» PROBLEMAS POR RESOLVER:
A. En el texto sobre el Teide, ¿qué nombre le daban los guanches a la montaña?
B. Nombra a todos los dioses de la mitología guanche que aparecen en el texto sobre el Teide.
C. Prosigue el texto sobre el Teide a partir de su última oración.

───── PASAJE SELECCIONADO

Para los antiguos habitantes de Tenerife, el Teide no era solo una gran montaña: era un lugar sagrado. Los guanches, como se conocía a los aborígenes de la isla, lo llamaban Echeyde, que significa “morada de Guayota, el Maligno”. Según su mitología, Guayota secuestró al dios del Sol, Magec, y lo encerró en el interior del Teide, sumiendo la isla en la oscuridad. Ante esta situación, los guanches pidieron ayuda a Achamán, el dios supremo del cielo, quien logró liberar al Sol, derrotar a Guayota y cerrar la boca del volcán con una gran roca: el actual “Pan de Azúcar”, el cono final que corona el Teide.
Curiosamente, esta antigua leyenda podría coincidir con una erupción histórica del Teide. En 1492, cuando Cristóbal Colón partía hacia América, su hijo Fernando relató en un libro que, al pasar cerca de Tenerife, vieron salir llamaradas de la montaña más alta de todas las islas.

──────────
───── INFORMACIÓN PROPORCIONADA

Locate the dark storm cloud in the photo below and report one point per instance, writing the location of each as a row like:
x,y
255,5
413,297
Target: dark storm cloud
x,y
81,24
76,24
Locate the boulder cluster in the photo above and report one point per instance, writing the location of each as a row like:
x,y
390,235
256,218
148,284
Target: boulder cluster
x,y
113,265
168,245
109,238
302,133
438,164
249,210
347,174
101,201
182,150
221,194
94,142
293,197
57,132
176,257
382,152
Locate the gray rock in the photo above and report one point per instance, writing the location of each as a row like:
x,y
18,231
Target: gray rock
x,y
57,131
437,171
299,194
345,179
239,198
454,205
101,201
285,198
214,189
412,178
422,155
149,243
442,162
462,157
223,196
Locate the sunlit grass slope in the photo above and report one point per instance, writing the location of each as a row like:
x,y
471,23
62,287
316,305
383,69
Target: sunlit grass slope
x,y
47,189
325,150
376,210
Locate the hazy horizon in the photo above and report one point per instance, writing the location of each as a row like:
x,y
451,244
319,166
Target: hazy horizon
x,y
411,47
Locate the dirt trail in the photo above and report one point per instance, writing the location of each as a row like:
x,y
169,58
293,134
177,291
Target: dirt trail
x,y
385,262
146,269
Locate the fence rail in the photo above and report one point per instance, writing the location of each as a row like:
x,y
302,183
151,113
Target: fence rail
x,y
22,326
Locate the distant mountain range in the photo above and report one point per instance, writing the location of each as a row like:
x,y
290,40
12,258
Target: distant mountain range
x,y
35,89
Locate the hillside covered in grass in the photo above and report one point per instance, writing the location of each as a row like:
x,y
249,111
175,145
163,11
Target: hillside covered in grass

──────────

» RESPUESTAS NUMERADAS:
A. Echeyde, que significa "morada de Guayota, el Maligno".

B. Guayota, Magec y Achamán.

C.
Pero el Teide no era solo un símbolo espiritual para los antiguos habitantes de Tenerife. También desempeñaba un papel crucial en su supervivencia. Durante el verano, los pastores guanches conducían sus rebaños hasta las cumbres, aprovechando los pastos de alta montaña que ofrecía la zona de Las Cañadas. Esta práctica estacional de aprovechamiento ganadero fue posteriormente adoptada por los conquistadores, quienes también subían sus rebaños para beneficiarse de la vegetación de altura.
Este lugar no solo ha fascinado a pueblos antiguos, sino también a científicos de todo el mundo. El primer naturalista en estudiar su flora fue el alemán Alexander von Humboldt, quien visitó la isla en 1799. Antes, en 1724, el botánico Feuillée describió por primera vez la emblemática violeta del Teide. Y ya en el siglo XX, el sueco Sventenius dedicó años de trabajo a conocer y proteger la vegetación de este extraordinario entorno natural.